• _Problem_
The entries below contain a stretch that opens with the line containing "Prompted segmentation: for" and closes with the line containing "negative clicks: (30, 31)"; set down that stretch exactly, both ends included, and nothing else.

'''

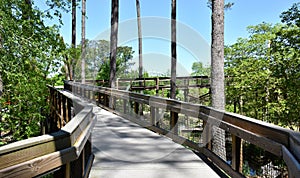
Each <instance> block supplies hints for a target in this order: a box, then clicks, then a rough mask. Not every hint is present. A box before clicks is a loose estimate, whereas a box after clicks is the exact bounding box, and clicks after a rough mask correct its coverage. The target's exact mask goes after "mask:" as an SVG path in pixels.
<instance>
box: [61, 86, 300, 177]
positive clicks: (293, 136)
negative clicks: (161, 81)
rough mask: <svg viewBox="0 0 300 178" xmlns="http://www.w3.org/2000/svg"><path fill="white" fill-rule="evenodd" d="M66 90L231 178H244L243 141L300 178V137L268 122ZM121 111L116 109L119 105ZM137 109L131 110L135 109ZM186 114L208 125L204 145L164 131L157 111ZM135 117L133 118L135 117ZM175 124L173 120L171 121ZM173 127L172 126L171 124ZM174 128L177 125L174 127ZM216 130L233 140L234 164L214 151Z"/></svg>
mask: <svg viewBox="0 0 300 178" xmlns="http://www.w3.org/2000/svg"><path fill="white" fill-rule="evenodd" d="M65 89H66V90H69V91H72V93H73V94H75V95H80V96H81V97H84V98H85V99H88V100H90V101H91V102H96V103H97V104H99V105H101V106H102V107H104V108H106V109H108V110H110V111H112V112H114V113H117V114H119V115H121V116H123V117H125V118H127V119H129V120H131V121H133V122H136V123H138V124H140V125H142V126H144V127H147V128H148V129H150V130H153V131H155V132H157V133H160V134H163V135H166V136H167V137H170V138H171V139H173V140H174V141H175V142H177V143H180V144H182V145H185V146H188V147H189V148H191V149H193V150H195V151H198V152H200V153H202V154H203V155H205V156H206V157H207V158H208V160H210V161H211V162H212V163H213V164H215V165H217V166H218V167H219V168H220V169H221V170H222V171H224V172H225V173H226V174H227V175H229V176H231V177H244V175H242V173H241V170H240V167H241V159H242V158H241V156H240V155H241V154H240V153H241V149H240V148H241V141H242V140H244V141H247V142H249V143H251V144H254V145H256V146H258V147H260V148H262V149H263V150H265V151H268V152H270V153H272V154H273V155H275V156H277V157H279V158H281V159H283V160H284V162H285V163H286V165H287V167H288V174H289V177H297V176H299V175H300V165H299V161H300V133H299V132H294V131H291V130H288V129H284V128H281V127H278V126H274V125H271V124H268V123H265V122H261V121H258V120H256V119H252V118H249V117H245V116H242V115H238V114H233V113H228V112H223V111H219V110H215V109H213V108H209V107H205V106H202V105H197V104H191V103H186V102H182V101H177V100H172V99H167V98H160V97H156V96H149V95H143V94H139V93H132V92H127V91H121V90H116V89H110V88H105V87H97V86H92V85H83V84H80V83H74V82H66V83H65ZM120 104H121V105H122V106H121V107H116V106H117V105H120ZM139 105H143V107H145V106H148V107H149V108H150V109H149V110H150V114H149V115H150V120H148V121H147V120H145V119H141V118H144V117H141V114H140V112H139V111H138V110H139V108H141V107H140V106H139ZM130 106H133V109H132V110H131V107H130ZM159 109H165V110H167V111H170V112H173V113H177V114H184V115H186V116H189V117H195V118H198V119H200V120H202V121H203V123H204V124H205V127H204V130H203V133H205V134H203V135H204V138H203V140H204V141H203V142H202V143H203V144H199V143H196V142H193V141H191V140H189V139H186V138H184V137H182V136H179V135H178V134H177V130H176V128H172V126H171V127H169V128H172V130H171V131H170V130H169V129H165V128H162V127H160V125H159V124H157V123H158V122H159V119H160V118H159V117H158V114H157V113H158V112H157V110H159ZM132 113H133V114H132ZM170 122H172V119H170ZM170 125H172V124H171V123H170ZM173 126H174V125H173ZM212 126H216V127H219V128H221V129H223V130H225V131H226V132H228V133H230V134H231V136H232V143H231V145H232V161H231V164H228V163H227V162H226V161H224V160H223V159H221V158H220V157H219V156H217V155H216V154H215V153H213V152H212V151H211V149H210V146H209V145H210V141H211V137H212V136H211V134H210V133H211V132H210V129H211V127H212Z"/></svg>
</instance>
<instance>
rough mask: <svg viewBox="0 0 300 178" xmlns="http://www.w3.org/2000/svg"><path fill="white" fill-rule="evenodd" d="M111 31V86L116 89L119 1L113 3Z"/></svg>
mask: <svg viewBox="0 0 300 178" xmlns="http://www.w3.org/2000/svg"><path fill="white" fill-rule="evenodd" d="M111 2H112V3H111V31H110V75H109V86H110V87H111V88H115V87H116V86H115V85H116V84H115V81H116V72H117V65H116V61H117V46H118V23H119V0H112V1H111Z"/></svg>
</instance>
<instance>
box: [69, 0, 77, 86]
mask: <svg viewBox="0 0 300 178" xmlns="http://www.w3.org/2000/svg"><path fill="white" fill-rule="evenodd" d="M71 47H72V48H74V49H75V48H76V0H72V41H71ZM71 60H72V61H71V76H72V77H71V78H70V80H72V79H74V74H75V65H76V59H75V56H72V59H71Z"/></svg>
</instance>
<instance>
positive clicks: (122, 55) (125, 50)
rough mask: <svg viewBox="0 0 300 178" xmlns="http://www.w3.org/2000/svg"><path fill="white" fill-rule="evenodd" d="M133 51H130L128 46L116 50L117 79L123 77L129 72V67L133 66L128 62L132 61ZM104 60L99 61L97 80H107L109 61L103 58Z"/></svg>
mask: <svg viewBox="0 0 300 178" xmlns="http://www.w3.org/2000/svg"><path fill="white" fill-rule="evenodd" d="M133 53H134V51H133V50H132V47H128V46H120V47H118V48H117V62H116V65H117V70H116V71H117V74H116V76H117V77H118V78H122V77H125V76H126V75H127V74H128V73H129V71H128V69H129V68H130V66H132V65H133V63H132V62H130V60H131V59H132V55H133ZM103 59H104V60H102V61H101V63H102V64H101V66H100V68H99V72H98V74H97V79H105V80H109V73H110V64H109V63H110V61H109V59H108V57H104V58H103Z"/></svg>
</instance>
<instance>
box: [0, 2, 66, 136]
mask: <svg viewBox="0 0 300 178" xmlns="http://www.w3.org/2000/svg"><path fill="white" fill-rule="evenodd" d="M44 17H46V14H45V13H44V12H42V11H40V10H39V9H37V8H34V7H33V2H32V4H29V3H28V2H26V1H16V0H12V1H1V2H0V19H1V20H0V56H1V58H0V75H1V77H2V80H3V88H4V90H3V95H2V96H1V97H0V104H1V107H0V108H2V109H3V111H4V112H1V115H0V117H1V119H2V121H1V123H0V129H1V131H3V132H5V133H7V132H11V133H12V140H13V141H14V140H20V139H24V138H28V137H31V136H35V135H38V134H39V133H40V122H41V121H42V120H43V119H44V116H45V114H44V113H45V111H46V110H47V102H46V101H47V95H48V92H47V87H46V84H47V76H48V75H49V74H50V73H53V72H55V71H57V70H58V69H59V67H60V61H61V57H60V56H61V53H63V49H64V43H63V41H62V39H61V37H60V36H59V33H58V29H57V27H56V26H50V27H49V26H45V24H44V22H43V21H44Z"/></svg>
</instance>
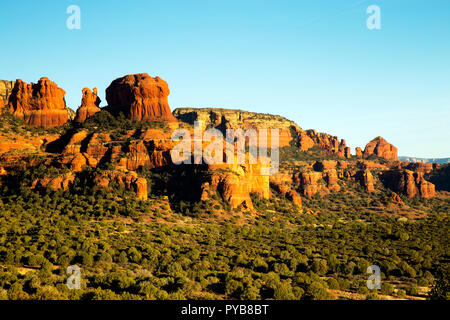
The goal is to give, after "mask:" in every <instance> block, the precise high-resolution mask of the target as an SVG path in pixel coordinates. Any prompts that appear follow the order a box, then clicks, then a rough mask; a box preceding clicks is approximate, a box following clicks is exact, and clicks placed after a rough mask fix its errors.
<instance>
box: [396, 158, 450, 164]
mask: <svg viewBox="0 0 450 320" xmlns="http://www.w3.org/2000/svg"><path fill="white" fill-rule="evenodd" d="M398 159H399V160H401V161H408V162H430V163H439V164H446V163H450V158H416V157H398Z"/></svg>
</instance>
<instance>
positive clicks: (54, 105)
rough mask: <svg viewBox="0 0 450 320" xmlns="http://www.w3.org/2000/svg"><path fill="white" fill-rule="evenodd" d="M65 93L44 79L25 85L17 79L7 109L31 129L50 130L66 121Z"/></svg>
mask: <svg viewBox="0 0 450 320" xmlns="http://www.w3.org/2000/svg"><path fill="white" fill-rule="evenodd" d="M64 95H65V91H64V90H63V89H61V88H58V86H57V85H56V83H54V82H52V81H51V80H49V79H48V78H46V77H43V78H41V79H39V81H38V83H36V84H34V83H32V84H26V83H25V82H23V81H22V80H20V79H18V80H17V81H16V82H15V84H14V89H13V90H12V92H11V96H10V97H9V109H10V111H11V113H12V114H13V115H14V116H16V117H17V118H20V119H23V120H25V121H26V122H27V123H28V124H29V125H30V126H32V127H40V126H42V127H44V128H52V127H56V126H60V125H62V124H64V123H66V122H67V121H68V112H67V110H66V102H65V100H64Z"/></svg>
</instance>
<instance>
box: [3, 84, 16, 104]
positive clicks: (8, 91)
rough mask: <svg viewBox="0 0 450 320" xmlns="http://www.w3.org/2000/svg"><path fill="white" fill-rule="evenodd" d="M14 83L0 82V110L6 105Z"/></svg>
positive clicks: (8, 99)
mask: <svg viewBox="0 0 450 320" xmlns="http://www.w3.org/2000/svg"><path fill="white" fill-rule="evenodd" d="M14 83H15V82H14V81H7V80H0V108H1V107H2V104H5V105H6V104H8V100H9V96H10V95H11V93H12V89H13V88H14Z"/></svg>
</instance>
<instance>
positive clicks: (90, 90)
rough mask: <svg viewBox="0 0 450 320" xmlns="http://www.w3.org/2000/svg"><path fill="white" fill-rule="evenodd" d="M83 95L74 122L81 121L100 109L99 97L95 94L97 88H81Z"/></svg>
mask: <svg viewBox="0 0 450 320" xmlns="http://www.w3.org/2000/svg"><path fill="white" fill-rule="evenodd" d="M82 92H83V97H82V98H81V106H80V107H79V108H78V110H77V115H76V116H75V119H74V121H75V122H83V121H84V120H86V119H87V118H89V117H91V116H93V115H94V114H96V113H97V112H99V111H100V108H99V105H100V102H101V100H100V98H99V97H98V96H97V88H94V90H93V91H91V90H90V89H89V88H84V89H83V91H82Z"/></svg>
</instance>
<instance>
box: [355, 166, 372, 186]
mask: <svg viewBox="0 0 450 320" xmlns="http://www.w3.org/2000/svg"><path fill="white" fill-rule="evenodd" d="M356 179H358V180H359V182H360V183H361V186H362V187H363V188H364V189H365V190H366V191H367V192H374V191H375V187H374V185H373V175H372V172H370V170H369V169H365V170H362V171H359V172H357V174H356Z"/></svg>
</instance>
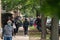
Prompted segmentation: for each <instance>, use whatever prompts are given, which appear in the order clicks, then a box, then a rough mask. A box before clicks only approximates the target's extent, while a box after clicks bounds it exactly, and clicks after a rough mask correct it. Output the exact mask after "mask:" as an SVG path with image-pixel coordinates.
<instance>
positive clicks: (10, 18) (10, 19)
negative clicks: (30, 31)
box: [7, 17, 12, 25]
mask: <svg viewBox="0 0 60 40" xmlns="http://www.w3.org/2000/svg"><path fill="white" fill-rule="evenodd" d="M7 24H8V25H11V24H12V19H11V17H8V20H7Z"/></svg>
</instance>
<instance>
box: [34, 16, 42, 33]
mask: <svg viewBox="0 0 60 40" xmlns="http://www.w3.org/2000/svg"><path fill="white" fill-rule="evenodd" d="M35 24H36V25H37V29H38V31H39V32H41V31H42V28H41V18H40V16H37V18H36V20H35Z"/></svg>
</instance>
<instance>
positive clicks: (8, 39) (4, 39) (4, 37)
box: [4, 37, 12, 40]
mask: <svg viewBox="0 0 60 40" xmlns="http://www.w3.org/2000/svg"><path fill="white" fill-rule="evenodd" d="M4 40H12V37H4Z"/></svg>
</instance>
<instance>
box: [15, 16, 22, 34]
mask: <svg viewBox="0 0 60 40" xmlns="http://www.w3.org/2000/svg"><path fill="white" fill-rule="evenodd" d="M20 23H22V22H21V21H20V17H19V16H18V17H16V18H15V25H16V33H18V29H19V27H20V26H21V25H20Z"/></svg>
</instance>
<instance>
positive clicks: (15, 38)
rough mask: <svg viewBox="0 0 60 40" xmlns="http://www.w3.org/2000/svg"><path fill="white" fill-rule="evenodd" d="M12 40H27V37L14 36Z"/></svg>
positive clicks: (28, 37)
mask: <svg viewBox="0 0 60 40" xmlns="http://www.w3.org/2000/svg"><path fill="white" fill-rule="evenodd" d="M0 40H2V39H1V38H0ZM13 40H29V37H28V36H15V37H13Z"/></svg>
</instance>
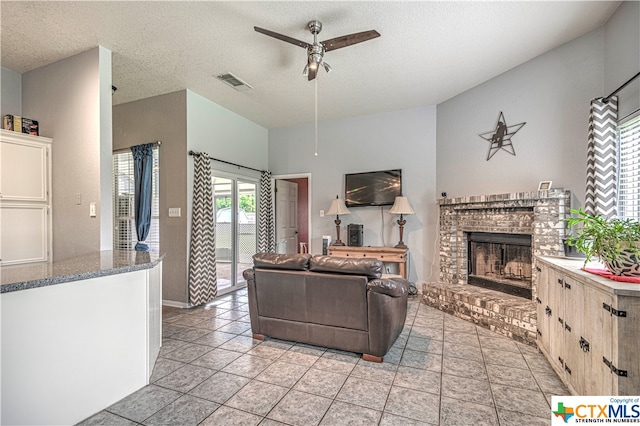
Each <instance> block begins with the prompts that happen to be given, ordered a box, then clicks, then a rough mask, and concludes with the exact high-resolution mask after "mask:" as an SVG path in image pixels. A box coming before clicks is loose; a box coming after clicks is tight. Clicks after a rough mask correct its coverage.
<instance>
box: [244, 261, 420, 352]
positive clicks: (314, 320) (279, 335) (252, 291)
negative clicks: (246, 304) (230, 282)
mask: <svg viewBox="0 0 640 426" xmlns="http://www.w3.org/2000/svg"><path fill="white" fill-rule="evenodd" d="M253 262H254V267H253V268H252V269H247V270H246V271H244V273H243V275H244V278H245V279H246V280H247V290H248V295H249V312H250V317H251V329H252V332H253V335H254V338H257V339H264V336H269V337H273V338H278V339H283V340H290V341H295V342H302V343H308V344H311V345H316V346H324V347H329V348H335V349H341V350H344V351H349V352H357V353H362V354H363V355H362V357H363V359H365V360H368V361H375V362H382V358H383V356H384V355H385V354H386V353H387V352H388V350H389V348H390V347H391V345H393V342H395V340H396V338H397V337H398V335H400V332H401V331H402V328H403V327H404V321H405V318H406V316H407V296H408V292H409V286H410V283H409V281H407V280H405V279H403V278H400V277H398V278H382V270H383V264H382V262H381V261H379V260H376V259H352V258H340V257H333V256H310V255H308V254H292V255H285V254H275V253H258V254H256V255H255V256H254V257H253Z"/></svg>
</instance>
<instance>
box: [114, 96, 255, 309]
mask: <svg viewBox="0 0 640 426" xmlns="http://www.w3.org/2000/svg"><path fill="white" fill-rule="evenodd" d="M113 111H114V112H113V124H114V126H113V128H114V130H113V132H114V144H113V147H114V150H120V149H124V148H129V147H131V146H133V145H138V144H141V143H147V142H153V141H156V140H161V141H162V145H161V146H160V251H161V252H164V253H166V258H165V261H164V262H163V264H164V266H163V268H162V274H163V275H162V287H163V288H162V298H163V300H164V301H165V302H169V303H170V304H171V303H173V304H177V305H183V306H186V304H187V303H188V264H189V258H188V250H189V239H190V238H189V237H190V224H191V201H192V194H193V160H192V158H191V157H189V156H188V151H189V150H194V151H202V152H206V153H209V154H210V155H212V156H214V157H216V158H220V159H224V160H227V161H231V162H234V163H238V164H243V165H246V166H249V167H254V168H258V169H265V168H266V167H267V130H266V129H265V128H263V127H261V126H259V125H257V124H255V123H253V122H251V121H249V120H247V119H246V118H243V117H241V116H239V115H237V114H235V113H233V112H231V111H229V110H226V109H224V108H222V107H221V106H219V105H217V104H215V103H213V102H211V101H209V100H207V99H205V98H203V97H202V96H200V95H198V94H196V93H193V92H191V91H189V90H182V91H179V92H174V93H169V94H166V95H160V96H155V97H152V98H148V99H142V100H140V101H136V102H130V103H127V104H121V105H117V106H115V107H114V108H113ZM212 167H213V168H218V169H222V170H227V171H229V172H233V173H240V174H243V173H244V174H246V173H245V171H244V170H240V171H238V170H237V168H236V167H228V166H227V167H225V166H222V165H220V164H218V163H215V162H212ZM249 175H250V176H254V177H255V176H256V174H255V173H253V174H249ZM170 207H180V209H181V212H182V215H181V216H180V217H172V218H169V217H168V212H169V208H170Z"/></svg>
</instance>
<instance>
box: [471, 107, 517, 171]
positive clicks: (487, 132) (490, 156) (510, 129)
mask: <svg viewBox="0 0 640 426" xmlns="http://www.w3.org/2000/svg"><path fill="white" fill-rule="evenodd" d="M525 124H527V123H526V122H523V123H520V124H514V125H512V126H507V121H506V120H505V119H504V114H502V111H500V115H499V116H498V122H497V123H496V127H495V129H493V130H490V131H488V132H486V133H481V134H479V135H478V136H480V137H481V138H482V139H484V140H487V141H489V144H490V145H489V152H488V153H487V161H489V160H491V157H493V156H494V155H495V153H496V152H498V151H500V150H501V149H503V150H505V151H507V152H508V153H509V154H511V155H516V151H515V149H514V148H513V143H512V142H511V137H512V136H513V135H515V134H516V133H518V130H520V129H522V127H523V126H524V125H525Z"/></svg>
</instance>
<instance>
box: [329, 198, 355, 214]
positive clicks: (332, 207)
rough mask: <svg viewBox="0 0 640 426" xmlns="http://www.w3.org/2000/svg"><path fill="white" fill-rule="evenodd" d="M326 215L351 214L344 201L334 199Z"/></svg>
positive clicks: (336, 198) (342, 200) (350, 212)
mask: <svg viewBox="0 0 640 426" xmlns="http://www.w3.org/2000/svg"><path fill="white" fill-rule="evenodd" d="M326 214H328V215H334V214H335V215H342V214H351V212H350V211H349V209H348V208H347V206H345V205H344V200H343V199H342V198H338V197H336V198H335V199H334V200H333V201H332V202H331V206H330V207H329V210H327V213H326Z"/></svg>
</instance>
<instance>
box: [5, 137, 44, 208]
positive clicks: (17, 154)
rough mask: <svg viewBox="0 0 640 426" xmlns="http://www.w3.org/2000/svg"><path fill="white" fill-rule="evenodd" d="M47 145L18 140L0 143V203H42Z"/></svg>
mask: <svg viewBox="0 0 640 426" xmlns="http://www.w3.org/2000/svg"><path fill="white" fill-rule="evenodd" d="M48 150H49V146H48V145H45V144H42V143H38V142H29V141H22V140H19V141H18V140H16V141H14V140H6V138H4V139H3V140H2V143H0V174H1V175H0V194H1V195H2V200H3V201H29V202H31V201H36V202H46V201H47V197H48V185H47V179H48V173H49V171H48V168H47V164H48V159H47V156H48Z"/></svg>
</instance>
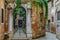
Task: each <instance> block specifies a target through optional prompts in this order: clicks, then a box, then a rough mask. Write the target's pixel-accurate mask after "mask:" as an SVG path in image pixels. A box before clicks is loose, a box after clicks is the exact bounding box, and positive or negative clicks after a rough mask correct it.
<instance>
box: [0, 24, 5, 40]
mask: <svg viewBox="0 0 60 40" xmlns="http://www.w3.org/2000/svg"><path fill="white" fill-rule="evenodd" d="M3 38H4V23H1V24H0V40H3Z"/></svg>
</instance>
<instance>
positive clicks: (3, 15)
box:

'''

• _Solution to this problem_
Prompted segmentation: for each <instance>, use whatever prompts are given, which appear in the order clicks, then a box, then a rough mask. A box before clicks only approximates the target's extent, while a box after clicks bounds it exactly, and clicks after a rough mask correct it. Output the exact mask after "mask:" as an SVG path with image-pixel coordinates.
<instance>
positive clicks: (10, 18) (10, 19)
negative clicks: (30, 31)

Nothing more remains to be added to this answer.